- [Text provided]:
***
Ajay Chankramath: For the listeners who are not familiar — Nic Cheneweth k and I used to be colleagues. We used to work together a lot for many years, and then we went in slightly different directions. But the good thing is that we have been working on some books together and some research. I'm thinking that maybe we should keep the conversations around the platform engineering space, some of the things we talked about in the book, and also the new things that are coming up right now. What do you think?

Nic Cheneweth : Yeah. Sounds good.

Ajay Chankramath: Awesome. I'll kick it off with some thoughts and I would love to hear yours. One of the things we cover a lot in the book is about the product mindset from the platform point of view. It's often misused and not quite well understood. From your point of view, why is that product mindset needed for platforms?

Nic Cheneweth : It ties right back to the results you're going to get out of it. A lot of companies have great product mindsets when they're literally facing their external customers. They've developed those muscles — they're pretty good at it, and they're always getting feedback from customers in that sense. But with internal products, it's all over the place. A lot of organizations have never really thought about it that way, so they've never developed a sense of looking at something and saying, 'that's a terrible product experience,' when they're delivering it to internal customers. They've just thought in terms of, 'can I get something done?' And there's always time pressure in that. Thinking about it in a product way takes a bigger upfront investment, but the rewards are tremendous. The productivity and sustainability of something you've built properly is going to be very different than just taking the quickest path.
***
- [Raw data]:
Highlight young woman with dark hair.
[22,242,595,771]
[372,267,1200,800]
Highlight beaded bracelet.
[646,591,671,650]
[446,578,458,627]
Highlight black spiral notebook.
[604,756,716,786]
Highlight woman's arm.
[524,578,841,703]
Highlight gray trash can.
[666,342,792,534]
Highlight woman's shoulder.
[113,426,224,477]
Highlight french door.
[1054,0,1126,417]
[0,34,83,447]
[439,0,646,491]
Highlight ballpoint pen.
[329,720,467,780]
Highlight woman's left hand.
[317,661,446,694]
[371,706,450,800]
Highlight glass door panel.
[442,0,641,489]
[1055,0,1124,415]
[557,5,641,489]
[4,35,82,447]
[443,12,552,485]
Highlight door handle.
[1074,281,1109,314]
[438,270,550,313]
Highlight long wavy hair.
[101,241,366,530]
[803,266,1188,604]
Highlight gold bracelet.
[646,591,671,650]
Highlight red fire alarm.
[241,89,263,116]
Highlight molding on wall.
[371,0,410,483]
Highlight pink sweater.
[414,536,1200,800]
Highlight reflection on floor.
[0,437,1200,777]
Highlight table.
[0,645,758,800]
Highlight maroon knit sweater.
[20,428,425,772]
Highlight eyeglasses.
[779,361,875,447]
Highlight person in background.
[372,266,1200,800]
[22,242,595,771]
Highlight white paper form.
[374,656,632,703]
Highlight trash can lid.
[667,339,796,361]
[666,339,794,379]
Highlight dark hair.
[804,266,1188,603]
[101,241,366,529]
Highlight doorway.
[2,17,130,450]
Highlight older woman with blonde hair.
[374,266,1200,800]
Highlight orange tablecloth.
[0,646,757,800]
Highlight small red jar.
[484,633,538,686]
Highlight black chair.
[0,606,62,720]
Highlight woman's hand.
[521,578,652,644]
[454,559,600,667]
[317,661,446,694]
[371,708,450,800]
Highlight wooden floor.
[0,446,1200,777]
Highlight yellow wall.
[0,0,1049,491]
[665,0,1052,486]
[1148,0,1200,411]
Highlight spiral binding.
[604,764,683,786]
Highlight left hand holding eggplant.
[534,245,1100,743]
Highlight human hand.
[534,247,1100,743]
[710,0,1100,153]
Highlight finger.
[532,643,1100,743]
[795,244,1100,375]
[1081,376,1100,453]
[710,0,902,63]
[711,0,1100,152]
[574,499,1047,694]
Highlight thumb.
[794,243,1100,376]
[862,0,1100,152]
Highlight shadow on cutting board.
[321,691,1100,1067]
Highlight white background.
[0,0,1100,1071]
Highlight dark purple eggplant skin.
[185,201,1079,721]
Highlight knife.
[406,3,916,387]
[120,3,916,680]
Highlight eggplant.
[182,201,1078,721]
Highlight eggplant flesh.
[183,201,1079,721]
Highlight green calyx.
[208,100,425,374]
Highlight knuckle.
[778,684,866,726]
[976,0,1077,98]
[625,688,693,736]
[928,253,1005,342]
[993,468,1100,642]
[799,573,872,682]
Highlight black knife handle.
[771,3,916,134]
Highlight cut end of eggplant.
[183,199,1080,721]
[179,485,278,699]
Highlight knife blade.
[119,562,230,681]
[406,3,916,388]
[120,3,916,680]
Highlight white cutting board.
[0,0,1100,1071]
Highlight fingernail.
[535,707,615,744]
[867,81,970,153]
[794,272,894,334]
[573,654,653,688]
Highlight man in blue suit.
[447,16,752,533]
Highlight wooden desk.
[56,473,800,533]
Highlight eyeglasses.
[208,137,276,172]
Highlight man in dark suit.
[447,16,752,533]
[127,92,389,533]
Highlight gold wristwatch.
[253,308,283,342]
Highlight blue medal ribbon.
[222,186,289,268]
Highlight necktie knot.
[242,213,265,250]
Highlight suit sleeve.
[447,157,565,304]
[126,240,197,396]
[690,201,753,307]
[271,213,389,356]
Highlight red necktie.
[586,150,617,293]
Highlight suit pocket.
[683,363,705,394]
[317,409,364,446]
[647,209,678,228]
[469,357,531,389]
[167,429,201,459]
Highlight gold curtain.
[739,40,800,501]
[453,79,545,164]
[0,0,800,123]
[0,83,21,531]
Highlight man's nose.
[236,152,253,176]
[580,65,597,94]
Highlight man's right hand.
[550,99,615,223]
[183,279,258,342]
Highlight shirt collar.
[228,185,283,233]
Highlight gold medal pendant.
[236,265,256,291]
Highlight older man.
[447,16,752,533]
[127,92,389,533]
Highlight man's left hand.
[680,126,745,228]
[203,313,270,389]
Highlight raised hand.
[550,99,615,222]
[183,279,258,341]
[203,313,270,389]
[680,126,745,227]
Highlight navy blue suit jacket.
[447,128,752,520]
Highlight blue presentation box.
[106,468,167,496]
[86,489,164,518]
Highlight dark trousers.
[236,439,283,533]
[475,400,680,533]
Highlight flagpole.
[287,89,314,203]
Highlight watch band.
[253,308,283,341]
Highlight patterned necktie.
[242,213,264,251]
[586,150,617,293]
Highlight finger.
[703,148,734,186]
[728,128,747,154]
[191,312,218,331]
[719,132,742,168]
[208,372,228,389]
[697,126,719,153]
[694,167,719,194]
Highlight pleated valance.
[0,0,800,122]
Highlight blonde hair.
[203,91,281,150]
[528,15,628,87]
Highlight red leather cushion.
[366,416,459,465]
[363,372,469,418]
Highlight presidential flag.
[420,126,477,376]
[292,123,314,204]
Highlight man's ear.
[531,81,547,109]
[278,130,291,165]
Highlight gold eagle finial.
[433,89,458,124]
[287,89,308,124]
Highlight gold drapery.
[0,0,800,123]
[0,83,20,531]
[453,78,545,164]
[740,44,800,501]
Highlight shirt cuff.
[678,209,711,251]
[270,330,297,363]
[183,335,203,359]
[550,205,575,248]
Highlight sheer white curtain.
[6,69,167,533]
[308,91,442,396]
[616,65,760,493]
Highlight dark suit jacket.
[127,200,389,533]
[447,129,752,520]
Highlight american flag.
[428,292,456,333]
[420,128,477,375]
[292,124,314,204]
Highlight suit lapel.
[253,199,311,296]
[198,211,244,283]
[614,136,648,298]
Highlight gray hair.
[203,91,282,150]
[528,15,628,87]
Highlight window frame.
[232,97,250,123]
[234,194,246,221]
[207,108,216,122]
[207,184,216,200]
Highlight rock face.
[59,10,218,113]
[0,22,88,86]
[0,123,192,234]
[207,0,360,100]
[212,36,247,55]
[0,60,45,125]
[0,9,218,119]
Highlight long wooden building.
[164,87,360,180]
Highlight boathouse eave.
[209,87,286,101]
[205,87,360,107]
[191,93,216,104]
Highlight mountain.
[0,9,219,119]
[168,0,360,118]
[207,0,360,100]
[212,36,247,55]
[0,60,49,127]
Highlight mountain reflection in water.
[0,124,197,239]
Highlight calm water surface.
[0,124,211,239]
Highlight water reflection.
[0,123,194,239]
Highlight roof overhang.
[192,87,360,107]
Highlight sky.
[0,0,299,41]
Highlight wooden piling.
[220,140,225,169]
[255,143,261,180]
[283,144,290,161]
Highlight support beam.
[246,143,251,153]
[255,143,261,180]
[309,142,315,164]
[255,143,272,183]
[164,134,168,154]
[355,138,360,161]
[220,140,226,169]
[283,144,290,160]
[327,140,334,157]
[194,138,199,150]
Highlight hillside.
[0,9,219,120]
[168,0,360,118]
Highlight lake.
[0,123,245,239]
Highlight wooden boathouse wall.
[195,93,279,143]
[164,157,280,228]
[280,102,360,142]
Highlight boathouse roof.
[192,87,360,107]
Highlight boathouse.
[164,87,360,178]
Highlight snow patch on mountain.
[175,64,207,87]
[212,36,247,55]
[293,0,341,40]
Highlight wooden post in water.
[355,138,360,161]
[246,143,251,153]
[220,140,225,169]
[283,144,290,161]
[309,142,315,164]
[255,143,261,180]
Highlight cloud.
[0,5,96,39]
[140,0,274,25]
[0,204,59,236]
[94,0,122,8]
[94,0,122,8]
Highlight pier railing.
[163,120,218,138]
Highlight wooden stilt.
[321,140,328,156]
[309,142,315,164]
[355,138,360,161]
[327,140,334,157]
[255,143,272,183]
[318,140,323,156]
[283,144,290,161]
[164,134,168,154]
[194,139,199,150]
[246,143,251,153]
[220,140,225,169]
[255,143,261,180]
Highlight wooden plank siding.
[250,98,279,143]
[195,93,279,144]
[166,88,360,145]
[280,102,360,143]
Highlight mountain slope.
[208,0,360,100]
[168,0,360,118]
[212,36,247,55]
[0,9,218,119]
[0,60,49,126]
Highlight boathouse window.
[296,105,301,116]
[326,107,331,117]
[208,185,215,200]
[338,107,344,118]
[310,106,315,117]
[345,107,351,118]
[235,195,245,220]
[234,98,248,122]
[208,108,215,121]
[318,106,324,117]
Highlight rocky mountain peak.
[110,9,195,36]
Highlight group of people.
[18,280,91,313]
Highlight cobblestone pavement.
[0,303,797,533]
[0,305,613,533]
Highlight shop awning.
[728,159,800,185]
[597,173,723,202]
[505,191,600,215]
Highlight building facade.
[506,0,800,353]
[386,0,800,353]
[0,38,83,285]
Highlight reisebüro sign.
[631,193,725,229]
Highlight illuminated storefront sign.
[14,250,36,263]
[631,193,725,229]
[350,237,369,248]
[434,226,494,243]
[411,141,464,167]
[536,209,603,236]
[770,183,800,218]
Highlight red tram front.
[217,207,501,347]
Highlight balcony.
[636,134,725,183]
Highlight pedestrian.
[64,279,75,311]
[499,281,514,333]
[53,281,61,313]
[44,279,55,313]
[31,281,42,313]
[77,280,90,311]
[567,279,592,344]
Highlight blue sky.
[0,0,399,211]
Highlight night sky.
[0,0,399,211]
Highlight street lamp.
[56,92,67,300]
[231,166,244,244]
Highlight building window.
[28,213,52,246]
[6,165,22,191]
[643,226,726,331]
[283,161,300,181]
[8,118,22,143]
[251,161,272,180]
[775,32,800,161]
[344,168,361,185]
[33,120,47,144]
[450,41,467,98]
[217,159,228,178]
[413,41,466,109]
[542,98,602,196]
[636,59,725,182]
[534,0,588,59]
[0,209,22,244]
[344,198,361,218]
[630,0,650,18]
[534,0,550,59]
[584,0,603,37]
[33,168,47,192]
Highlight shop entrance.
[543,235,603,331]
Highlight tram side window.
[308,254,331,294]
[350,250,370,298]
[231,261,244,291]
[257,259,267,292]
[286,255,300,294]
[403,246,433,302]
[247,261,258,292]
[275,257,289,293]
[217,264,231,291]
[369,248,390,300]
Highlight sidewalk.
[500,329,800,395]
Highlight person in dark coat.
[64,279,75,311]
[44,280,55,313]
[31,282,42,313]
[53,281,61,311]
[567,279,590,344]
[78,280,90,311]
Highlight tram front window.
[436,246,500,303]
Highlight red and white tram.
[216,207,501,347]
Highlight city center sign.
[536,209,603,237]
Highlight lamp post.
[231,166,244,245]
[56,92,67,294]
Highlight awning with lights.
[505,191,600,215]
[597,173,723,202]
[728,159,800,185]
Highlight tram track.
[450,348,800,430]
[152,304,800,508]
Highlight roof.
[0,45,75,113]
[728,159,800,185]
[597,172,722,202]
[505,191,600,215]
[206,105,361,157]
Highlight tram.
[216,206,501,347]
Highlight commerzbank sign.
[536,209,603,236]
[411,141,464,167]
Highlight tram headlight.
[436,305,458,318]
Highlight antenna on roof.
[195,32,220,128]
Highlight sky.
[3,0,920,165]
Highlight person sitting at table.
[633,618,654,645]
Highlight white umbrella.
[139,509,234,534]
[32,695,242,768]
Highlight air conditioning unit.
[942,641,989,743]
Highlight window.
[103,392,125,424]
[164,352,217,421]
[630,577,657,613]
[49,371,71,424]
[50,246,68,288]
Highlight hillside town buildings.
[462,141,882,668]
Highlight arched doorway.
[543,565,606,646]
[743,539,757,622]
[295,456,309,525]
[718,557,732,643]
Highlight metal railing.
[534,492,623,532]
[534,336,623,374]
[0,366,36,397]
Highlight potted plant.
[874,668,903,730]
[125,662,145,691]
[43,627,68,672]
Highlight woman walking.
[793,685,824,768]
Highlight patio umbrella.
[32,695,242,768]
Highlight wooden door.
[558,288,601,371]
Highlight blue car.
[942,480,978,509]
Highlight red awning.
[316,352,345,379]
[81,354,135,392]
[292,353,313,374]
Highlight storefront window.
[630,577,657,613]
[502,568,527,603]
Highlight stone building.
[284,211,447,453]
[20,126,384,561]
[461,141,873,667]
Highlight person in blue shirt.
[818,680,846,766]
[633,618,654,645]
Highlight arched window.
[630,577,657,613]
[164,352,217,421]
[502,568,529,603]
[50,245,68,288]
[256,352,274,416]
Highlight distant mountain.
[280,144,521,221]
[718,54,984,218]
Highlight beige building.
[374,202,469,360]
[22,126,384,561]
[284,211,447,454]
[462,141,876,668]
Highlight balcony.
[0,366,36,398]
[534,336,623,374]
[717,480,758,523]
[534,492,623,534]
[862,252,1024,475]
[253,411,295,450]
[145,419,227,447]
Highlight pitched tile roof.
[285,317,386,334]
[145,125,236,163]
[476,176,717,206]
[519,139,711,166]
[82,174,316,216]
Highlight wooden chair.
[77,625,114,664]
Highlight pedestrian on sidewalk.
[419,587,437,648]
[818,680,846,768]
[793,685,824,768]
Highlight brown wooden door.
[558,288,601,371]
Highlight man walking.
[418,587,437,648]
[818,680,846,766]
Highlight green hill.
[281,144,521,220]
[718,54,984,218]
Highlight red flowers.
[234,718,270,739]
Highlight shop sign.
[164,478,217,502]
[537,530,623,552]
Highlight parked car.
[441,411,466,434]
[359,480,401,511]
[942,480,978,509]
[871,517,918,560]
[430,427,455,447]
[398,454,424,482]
***
Copy the platform engineering conversation starting at "Nic Cheneweth : Yeah." and ending at "needed for platforms?", swapping "Awesome" for "Great". The data has no connection to the platform engineering conversation.

Nic Cheneweth : Yeah. Sounds good.

Ajay Chankramath: Great. I'll kick it off with some thoughts and I would love to hear yours. One of the things we cover a lot in the book is about the product mindset from the platform point of view. It's often misused and not quite well understood. From your point of view, why is that product mindset needed for platforms?